• WORK TO COMPLETE: Output each line of the following data verbatim, all of it from the first line to the last.

Named object pointing data
* start *
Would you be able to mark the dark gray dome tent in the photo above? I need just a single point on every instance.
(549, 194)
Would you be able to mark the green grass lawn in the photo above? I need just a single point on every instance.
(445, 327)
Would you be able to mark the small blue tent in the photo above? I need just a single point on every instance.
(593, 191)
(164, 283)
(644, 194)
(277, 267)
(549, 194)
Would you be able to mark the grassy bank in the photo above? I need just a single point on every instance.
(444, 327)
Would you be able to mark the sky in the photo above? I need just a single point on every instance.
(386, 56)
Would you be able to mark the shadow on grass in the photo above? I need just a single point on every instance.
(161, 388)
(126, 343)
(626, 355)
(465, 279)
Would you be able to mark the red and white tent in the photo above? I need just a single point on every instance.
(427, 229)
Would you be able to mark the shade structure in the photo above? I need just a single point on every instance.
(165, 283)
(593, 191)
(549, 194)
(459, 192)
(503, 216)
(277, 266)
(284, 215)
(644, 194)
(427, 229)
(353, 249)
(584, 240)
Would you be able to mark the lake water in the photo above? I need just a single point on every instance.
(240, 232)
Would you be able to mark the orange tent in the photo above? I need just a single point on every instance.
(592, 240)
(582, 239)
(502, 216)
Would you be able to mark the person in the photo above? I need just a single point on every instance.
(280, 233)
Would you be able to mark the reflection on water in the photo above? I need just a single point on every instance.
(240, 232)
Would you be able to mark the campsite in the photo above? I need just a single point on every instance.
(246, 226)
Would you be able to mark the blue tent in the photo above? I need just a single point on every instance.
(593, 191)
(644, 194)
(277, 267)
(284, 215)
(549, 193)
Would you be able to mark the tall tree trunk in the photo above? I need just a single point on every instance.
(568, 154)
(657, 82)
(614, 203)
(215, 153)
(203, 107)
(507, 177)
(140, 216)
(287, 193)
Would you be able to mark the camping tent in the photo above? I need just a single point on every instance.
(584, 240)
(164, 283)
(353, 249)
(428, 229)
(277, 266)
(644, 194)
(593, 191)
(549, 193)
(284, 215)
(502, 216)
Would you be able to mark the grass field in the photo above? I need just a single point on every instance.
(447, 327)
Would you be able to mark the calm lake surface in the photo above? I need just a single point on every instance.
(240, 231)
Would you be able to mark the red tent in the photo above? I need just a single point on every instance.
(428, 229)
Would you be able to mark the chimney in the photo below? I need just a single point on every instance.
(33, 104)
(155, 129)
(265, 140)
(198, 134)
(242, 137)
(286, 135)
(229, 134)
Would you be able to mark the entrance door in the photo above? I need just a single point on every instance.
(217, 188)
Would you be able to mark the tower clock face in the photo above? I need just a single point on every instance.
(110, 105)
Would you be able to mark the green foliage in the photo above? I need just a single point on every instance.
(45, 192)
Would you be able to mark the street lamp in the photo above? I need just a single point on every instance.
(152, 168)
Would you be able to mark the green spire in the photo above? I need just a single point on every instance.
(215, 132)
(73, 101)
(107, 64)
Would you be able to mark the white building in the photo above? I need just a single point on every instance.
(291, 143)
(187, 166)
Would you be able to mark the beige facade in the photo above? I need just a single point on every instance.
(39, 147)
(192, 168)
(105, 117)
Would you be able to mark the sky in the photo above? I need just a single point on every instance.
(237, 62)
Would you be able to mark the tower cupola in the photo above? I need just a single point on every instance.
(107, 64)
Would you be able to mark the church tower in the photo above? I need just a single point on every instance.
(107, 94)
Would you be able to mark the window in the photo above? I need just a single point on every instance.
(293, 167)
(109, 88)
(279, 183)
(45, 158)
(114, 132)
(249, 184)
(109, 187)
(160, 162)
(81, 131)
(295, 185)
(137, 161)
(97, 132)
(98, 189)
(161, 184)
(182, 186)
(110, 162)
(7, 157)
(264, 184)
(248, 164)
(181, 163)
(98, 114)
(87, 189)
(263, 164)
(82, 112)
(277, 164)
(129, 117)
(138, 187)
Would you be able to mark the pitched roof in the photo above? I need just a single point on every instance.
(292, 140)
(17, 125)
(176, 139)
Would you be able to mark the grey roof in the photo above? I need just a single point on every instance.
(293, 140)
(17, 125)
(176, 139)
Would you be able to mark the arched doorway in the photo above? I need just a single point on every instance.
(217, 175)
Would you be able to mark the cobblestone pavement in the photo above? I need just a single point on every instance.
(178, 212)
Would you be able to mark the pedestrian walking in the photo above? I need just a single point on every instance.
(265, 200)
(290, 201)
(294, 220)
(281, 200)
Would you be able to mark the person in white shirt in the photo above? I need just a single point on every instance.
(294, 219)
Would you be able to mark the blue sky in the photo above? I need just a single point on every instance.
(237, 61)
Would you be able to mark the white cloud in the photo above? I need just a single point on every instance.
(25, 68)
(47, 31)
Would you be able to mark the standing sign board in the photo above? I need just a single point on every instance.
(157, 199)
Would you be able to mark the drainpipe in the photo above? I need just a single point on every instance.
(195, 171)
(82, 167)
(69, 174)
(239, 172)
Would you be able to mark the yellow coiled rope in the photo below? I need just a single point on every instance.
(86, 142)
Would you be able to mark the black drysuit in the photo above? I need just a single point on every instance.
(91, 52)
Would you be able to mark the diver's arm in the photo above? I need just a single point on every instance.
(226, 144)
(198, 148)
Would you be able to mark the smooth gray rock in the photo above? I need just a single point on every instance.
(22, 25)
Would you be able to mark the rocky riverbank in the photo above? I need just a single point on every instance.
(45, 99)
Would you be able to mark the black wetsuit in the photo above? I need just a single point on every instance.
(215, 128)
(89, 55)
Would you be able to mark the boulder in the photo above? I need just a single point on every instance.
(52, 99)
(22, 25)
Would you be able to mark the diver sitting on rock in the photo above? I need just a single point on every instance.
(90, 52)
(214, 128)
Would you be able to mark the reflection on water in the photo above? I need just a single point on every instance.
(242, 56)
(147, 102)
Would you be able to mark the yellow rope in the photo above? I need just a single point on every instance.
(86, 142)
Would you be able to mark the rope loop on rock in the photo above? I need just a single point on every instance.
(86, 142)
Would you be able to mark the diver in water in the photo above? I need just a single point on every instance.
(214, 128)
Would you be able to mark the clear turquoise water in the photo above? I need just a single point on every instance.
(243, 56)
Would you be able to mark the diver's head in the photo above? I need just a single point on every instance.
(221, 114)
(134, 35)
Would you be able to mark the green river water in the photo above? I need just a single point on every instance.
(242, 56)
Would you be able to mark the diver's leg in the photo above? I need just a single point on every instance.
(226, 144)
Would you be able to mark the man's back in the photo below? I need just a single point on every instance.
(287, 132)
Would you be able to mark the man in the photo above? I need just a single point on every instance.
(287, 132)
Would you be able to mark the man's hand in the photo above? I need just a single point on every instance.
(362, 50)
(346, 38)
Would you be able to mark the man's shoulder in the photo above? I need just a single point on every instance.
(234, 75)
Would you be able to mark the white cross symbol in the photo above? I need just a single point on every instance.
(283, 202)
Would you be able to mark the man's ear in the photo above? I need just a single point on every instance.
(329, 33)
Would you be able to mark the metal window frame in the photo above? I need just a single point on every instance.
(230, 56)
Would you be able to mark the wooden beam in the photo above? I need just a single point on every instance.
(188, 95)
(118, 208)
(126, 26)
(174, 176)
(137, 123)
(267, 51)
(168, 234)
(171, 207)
* end *
• RESULT OF THE TASK:
Would you be able to mark the dark gray dome tent in the photo above? I need just a single point on every instance.
(549, 194)
Would you be able to mark the green grass lawn in the photo above? I need just a single point on every instance.
(445, 327)
Would you be able to mark the small blue tent in the photo above? I need just a single point on every instance.
(593, 191)
(164, 283)
(644, 194)
(277, 267)
(549, 194)
Would you be able to mark the grassy bank in the photo above? I need just a single point on every instance.
(444, 327)
Would you be able to mark the sky in the photo above? I need just a single point on every instance.
(386, 56)
Would you be able to mark the shadow on grass in the photo above? I need just a single point on every instance.
(161, 388)
(126, 343)
(626, 355)
(465, 279)
Would you be able to mark the red and white tent in the photo above? I need just a single point on every instance.
(427, 229)
Would you be able to mark the shade structure in the photo above? I need just a single point on every instance.
(165, 283)
(593, 191)
(549, 194)
(459, 192)
(503, 216)
(277, 266)
(284, 215)
(644, 194)
(427, 229)
(353, 249)
(584, 240)
Would you be able to mark the lake water in the photo above? I need just a single point on every instance.
(240, 232)
Would you be able to mark the orange tent in the photo above? I need just a single point on every instance.
(592, 240)
(582, 239)
(502, 216)
Would you be able to mark the person in the photo above? I need just a single point on every instance.
(280, 233)
Would you be able to mark the reflection on water in the photo above? I need just a single point on every instance.
(240, 232)
Would you be able to mark the campsite in the photo above? I need just a single point on every instance.
(246, 226)
Would you be able to mark the blue tent in the photo above? I need just a single point on every instance.
(593, 191)
(644, 194)
(277, 267)
(284, 215)
(549, 193)
Would you be able to mark the tall tree trunk in the photo above? I need just a single point on every instance.
(568, 154)
(657, 82)
(614, 203)
(215, 153)
(203, 107)
(507, 177)
(140, 216)
(287, 193)
Would you be able to mark the camping tent in the photo above? I need just a single point on every instance.
(584, 240)
(164, 283)
(353, 249)
(428, 229)
(277, 266)
(644, 194)
(593, 191)
(549, 193)
(284, 215)
(502, 216)
Would you be able to mark the grass field in the photo above? I need just a single point on every instance.
(447, 327)
Would you be able to mark the calm lake surface in the photo above? I need just a single point on every instance.
(240, 231)
Would you be able to mark the red tent in the photo above? I need just a single point on every instance.
(428, 229)
Would you be able to mark the chimney in the photo below? I need just a single point on every instance.
(33, 104)
(155, 129)
(265, 140)
(198, 134)
(242, 137)
(286, 135)
(229, 134)
Would you be able to mark the entrance door in the photo above? I need just a single point on every instance.
(217, 188)
Would you be able to mark the tower clock face in the photo above? I need just a single point on every instance.
(110, 105)
Would you be able to mark the green foliage in the photo above? I need just a single point on every instance.
(45, 192)
Would you be able to mark the street lamp in the photo above? I need just a single point on every instance.
(152, 168)
Would you be able to mark the green spire in the photo above? I need just a single point on every instance.
(215, 132)
(73, 101)
(107, 64)
Would you be able to mark the white building in the photo above? I need just a single point on every instance.
(291, 143)
(187, 166)
Would you be able to mark the beige facade in the photo above? I need just a single point on every instance.
(39, 147)
(192, 168)
(105, 117)
Would you be able to mark the sky in the photo above? I need just a single point on every instance.
(237, 62)
Would you be able to mark the tower cupola in the photo above? I need just a single point on every instance.
(107, 64)
Would you be able to mark the church tower in the photo above? I need just a single point on every instance.
(107, 94)
Would you be able to mark the window in the photo above? I need just a single point on every instance.
(293, 167)
(109, 88)
(279, 183)
(45, 158)
(114, 132)
(249, 184)
(109, 187)
(160, 162)
(81, 131)
(295, 185)
(137, 161)
(97, 132)
(98, 189)
(161, 184)
(182, 186)
(110, 162)
(7, 157)
(264, 184)
(248, 164)
(181, 163)
(98, 114)
(87, 189)
(263, 164)
(82, 112)
(277, 164)
(129, 117)
(138, 187)
Would you be able to mark the pitched roof in the photo above? I need just a single point on every instance.
(292, 140)
(17, 125)
(176, 139)
Would you be able to mark the grey roof in the photo above? I need just a single point on every instance.
(293, 140)
(17, 125)
(176, 139)
Would you be able to mark the arched doorway in the photo above? I need just a single point on every instance.
(217, 175)
Would you be able to mark the cobblestone pavement in the photo above? I need just a single point on every instance.
(178, 212)
Would you be able to mark the pedestrian walking in the photo above? I need just a single point on every instance.
(265, 200)
(290, 201)
(294, 220)
(281, 200)
Would you be able to mark the person in white shirt in the photo above? I need just a single point on every instance.
(294, 219)
Would you be able to mark the blue sky in the photo above? I need just a single point on every instance.
(237, 61)
Would you be able to mark the white cloud in the photo above? I need just a single point on every instance.
(25, 68)
(47, 31)
Would you be able to mark the standing sign board in the photo above? I need just a single point on every instance.
(157, 199)
Would you be able to mark the drainpipe in the photo above? I need just a single point on every instance.
(195, 171)
(82, 167)
(69, 174)
(239, 172)
Would you be able to mark the yellow coiled rope in the photo below? I need just a single point on every instance.
(86, 142)
Would you be able to mark the black drysuit in the photo above? I need just a single point on every instance.
(91, 52)
Would you be able to mark the diver's arm in the photo above? I need just a single point on every instance.
(226, 144)
(198, 148)
Would you be able to mark the smooth gray rock in the photo above? I need just a single point on every instance.
(22, 25)
Would you be able to mark the rocky riverbank in the photo above? I need just a single point on every instance.
(45, 99)
Would you be able to mark the black wetsuit in the photo above? I need just a single point on every instance.
(215, 128)
(89, 55)
Would you be able to mark the boulder in the photo above? I need just a single point on every instance.
(52, 99)
(22, 25)
Would you be able to mark the diver sitting on rock in the photo above? I need just a single point on every instance.
(90, 52)
(214, 128)
Would you be able to mark the reflection on water in the photo above? I need just a single point on every instance.
(242, 56)
(147, 102)
Would you be able to mark the yellow rope in the photo above? I need just a single point on every instance.
(86, 142)
Would you be able to mark the rope loop on rock in the photo above? I need just a single point on every instance.
(86, 142)
Would you be able to mark the diver in water in the photo above? I need just a single point on every instance.
(214, 128)
Would you be able to mark the clear turquoise water in the photo above? I need just a single point on every instance.
(243, 56)
Would you be able to mark the diver's head in the photo above? I need just a single point on every instance.
(221, 114)
(134, 35)
Would you be able to mark the green river water in the photo above? I need just a single point on every instance.
(242, 56)
Would you be able to mark the diver's leg in the photo above? I need just a single point on every instance.
(226, 144)
Would you be able to mark the man's back in the photo below? I need just a single point on every instance.
(287, 132)
Would you be able to mark the man in the photo above? I need just a single point on every instance.
(287, 132)
Would you be able to mark the man's hand in the photo above? I need just a single point on every instance.
(362, 50)
(346, 38)
Would you be able to mark the man's shoulder in the photo above? I need just a single point on every instance.
(234, 75)
Would you be able to mark the white cross symbol in the photo above? I need just a single point on every instance.
(283, 202)
Would you be able to mark the man's ear in the photo above? I need just a single point on every instance.
(329, 33)
Would you be able to mark the metal window frame in the photo above? I need just a single point on every instance.
(230, 56)
Would you be able to mark the wooden beam in the photo above? I need just a single point on every instance.
(188, 95)
(118, 208)
(126, 26)
(174, 176)
(137, 123)
(267, 51)
(168, 234)
(171, 207)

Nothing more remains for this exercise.